### Instrucciones de trabajo:
Transcribe tal cual el tramo de los registros siguientes que va desde su inicio hasta la línea que contiene "[293, 333, 327, 351]", con ambos extremos incluidos.

### Registros disponibles:
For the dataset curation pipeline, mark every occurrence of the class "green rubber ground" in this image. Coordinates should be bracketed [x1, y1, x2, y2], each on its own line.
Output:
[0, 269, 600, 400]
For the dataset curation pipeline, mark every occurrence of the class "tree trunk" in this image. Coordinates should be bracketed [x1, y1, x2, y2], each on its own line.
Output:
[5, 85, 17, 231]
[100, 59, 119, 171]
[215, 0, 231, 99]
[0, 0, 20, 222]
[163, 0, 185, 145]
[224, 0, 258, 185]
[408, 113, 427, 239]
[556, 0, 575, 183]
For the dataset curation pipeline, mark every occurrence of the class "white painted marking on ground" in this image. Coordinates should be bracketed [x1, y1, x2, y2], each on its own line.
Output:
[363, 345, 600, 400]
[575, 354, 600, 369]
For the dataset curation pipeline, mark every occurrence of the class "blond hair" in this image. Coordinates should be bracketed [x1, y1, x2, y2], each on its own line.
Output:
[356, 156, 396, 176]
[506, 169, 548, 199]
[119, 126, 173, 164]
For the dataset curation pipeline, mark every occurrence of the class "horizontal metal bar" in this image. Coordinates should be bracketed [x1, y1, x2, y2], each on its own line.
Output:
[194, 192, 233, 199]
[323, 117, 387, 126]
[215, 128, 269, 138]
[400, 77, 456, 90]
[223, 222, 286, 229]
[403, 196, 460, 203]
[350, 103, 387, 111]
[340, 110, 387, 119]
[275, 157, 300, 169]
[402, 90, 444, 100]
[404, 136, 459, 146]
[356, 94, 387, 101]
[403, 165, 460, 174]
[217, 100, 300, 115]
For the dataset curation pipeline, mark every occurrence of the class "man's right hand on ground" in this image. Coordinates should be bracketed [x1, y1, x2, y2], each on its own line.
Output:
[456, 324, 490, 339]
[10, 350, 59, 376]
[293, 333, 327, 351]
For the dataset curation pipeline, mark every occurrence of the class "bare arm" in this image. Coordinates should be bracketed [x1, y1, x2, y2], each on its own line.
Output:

### Respuesta:
For the dataset curation pipeline, mark every occurrence of the class "green rubber ground" in this image. Coordinates should be bracketed [x1, y1, x2, y2], each on its own line.
Output:
[0, 269, 600, 400]
For the dataset curation pipeline, mark every occurrence of the class "tree trunk" in this image. Coordinates should be bracketed [x1, y1, x2, y2], each on its own line.
Output:
[5, 85, 17, 231]
[100, 59, 119, 171]
[215, 0, 231, 99]
[0, 0, 20, 222]
[163, 0, 185, 145]
[224, 0, 258, 185]
[408, 113, 427, 239]
[556, 0, 575, 183]
For the dataset curation pipeline, mark every occurrence of the class "white painted marking on ground" in this image. Coordinates should be bracketed [x1, y1, x2, y2], each on its own line.
Output:
[363, 345, 600, 400]
[575, 354, 600, 369]
For the dataset curation pipeline, mark every occurrence of the class "blond hair" in this image. Coordinates should be bracketed [x1, y1, x2, y2], each on its own line.
Output:
[356, 156, 396, 176]
[506, 169, 548, 199]
[119, 126, 173, 164]
For the dataset curation pipeline, mark every occurrence of the class "horizontal metal bar" in this image. Coordinates should be bracketed [x1, y1, x2, y2], each on its own line.
Output:
[194, 192, 233, 199]
[323, 117, 387, 126]
[215, 128, 269, 138]
[400, 77, 456, 90]
[223, 222, 286, 229]
[403, 196, 460, 203]
[350, 103, 387, 111]
[340, 110, 387, 119]
[275, 157, 300, 169]
[402, 90, 444, 100]
[404, 136, 459, 146]
[356, 94, 387, 101]
[403, 165, 460, 174]
[217, 100, 300, 115]
For the dataset curation pipeline, mark every occurrence of the class "man's right hand on ground" in this image. Coordinates should be bracketed [x1, y1, x2, y2], each on its own line.
Output:
[456, 324, 490, 339]
[10, 350, 59, 376]
[293, 333, 327, 351]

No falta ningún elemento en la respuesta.